Job: Only the lines from the one containing "target: white flower" through the end of the data below should be copied, each exactly as written and with both ends kept.

Dataset extract:
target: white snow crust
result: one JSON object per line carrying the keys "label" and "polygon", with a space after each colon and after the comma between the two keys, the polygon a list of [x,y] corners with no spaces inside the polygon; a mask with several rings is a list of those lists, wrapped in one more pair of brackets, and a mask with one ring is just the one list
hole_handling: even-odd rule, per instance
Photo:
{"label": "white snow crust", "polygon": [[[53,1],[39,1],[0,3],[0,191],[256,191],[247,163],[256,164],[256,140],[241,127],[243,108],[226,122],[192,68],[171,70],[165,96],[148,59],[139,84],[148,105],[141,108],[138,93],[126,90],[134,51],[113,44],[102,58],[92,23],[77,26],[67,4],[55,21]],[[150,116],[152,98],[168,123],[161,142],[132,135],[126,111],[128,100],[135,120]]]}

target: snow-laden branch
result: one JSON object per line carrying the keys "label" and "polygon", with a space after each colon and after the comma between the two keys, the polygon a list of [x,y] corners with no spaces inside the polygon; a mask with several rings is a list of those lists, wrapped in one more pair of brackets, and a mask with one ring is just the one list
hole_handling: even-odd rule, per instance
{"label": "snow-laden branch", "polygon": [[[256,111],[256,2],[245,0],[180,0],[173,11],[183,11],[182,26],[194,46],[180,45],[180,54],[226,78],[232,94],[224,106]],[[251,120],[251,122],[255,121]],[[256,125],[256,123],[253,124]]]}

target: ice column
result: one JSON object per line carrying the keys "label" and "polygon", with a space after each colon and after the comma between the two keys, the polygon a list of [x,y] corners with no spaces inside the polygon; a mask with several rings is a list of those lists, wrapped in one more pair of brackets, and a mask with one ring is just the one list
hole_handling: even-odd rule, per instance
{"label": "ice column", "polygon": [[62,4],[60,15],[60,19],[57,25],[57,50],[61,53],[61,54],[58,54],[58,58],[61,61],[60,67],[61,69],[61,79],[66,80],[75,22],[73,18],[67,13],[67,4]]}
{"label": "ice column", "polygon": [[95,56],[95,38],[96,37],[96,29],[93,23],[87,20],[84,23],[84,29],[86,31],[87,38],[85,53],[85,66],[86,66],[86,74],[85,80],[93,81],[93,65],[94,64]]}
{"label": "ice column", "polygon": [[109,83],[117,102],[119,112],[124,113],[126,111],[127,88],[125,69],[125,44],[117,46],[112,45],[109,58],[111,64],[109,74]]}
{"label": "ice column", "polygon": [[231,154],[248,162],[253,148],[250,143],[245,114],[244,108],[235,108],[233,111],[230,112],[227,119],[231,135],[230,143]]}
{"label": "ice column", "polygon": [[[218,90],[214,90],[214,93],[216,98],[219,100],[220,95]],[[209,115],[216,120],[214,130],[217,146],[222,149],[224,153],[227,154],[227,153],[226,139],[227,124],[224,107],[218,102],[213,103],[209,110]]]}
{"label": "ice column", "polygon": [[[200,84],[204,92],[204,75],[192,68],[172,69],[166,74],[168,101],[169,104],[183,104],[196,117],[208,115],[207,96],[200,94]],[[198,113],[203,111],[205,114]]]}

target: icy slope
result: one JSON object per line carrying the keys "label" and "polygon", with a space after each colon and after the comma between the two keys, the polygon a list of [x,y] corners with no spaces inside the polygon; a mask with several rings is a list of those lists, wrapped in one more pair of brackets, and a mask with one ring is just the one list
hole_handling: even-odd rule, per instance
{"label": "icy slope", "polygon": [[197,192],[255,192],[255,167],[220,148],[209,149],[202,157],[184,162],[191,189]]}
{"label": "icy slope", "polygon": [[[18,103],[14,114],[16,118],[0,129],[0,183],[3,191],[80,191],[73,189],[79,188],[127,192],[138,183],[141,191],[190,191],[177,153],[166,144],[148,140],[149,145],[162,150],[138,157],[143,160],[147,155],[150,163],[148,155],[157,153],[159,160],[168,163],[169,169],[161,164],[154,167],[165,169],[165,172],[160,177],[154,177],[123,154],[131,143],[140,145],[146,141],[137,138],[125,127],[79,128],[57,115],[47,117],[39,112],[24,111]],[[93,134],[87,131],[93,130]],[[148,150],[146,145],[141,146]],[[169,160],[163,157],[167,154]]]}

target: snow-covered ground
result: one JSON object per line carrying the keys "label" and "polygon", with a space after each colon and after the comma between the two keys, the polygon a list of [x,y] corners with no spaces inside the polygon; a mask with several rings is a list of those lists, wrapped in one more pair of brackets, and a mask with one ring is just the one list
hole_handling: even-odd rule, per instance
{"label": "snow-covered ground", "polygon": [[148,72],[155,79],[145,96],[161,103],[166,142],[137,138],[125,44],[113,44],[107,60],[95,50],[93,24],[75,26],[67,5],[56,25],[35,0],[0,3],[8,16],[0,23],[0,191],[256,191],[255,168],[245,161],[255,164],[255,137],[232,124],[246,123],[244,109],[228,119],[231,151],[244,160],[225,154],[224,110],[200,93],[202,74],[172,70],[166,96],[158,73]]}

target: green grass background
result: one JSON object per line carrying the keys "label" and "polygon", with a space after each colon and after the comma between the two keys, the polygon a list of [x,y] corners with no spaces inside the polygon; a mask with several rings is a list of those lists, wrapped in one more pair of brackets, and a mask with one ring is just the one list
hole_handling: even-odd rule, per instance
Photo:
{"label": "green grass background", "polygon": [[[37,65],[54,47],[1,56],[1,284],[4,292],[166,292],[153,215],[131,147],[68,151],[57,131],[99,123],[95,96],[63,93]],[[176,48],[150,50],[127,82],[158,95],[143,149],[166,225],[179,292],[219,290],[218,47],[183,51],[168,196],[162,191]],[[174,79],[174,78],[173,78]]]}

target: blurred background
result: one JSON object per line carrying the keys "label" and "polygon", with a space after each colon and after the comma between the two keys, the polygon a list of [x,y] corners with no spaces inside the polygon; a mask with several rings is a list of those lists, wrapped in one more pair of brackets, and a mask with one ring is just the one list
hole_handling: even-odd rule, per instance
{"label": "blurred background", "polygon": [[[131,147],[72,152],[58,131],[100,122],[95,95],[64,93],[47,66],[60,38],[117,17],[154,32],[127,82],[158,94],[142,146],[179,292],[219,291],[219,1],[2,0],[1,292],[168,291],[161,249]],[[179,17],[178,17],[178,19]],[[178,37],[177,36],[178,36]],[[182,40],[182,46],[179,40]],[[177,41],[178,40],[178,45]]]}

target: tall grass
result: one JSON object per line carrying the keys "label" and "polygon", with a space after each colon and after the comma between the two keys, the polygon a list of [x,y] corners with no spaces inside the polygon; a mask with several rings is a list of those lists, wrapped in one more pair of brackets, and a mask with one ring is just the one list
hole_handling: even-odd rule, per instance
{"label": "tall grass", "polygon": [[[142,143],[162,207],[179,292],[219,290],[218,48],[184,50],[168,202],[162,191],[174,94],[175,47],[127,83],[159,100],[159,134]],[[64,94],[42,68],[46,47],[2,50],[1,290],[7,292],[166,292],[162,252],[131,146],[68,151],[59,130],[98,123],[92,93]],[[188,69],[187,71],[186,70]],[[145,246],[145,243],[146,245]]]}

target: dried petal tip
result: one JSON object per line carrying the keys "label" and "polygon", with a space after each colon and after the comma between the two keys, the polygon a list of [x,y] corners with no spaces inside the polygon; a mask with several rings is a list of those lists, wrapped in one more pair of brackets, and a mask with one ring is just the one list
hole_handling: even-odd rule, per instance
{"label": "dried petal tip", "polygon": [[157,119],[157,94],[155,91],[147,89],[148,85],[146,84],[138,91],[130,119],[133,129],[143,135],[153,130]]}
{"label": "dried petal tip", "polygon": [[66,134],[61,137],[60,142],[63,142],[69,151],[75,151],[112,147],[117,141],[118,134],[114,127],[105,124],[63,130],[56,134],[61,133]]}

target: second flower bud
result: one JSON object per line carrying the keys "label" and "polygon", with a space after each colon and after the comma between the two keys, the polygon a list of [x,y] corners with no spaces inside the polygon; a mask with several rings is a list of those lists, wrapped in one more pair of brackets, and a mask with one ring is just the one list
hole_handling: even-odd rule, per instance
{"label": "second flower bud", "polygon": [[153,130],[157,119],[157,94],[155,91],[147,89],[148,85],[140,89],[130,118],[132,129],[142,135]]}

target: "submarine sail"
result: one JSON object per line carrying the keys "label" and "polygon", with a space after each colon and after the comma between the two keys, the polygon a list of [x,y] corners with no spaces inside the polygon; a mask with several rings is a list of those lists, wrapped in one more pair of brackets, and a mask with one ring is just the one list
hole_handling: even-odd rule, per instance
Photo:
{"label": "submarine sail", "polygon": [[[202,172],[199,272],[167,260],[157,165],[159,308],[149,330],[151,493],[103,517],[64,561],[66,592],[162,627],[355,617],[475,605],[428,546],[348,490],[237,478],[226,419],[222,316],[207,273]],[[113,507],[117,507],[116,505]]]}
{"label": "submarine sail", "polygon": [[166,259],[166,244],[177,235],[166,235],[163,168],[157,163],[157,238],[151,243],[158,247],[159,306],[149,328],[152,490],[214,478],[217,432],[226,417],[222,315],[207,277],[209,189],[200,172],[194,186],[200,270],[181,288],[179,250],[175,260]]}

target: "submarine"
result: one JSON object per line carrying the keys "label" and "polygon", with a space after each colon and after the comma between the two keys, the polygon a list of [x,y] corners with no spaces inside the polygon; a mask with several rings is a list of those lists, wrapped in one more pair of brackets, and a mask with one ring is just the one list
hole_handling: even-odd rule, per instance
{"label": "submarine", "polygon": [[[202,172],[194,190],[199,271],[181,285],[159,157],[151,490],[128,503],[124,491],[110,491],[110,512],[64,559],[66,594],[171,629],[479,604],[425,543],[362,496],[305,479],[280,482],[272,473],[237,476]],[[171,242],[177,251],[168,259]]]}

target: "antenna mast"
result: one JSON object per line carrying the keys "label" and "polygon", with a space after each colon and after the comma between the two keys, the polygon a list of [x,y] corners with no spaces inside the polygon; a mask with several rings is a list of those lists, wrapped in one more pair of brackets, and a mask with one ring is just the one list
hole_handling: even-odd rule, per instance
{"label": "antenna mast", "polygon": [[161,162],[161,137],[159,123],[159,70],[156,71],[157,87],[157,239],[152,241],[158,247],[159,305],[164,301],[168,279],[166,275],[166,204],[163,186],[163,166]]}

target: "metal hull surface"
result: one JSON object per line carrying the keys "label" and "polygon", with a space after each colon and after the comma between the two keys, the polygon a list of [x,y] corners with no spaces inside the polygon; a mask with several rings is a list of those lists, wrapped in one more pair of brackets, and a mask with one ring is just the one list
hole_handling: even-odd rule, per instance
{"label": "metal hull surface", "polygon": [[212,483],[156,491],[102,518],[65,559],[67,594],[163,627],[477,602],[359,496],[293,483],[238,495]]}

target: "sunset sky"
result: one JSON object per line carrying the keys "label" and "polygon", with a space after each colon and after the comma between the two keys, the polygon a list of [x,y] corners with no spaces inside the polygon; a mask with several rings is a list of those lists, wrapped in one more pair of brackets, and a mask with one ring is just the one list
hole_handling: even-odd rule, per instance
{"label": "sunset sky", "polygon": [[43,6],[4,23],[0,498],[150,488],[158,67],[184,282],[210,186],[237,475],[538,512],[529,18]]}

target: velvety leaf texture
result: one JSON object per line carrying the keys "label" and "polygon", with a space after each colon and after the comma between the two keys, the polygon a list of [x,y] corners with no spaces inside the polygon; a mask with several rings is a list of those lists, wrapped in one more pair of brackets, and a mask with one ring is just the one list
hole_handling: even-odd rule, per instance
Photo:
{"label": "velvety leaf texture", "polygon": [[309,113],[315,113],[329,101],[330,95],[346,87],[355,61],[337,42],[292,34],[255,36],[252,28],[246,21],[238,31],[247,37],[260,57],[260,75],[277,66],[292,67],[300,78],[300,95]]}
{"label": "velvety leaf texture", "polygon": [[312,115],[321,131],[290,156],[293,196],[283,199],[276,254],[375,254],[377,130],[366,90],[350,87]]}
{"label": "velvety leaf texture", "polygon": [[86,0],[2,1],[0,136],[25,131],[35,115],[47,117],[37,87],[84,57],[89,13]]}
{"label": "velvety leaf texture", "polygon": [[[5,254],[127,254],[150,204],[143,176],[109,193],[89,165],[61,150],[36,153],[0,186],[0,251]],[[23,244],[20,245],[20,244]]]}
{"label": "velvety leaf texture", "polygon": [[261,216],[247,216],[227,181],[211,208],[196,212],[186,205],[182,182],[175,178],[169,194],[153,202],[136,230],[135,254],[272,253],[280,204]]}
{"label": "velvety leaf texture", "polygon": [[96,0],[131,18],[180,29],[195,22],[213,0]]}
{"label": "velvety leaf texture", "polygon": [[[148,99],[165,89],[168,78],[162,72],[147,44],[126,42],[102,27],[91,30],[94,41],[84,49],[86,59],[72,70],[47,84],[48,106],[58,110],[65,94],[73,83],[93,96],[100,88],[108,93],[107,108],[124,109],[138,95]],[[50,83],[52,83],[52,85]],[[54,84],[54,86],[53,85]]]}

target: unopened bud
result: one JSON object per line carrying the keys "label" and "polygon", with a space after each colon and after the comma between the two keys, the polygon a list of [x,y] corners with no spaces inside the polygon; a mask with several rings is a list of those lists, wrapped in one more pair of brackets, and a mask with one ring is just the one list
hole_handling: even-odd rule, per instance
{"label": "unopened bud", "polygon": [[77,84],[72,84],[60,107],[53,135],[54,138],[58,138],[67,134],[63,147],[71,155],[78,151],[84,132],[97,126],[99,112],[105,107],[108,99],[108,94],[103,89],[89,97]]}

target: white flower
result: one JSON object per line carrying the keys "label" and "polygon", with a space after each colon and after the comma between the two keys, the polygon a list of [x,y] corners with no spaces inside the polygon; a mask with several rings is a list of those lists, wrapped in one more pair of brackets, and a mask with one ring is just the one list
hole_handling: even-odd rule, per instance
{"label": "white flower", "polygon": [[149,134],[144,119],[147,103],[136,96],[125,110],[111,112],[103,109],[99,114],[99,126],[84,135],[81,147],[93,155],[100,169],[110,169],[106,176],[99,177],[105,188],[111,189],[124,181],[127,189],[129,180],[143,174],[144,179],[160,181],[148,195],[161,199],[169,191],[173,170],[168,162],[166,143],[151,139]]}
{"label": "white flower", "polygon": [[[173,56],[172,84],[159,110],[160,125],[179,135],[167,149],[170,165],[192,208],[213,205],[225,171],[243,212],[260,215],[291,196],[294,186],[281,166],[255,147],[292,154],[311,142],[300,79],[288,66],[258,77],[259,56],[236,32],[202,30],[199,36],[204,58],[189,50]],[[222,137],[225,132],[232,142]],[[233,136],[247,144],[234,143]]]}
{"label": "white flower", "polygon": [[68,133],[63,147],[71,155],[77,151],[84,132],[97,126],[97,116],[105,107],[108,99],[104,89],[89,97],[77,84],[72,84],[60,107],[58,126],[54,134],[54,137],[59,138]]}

Worked solution:
target: white flower
result: one JSON object per line carrying the keys "label" and "polygon", with a space after each colon and after the comma between the two keys, the polygon a list of [x,y] corners with no spaces inside the polygon; a mask with several rings is a list of those lists, wrapped in one more pair of brackets, and a mask with one ring is just the one list
hole_handling: even-odd rule, per instance
{"label": "white flower", "polygon": [[149,134],[144,119],[147,103],[136,96],[125,110],[111,112],[103,109],[99,114],[99,126],[84,135],[81,147],[93,155],[100,169],[110,169],[106,176],[99,177],[105,188],[111,189],[124,181],[127,189],[129,180],[143,174],[144,179],[160,181],[148,195],[161,199],[169,191],[173,170],[168,162],[166,143],[151,139]]}
{"label": "white flower", "polygon": [[[173,56],[172,84],[159,110],[160,125],[179,135],[167,149],[170,165],[192,208],[213,205],[225,171],[243,212],[260,215],[291,196],[294,186],[281,166],[255,147],[292,154],[311,142],[300,79],[288,66],[258,77],[259,56],[236,32],[202,30],[199,36],[204,58],[189,50]],[[222,137],[225,132],[232,142]],[[233,136],[247,144],[234,143]]]}
{"label": "white flower", "polygon": [[68,133],[63,147],[71,155],[77,151],[84,132],[97,126],[97,116],[105,107],[108,99],[104,89],[89,97],[77,84],[72,84],[60,107],[58,126],[54,134],[54,137],[59,138]]}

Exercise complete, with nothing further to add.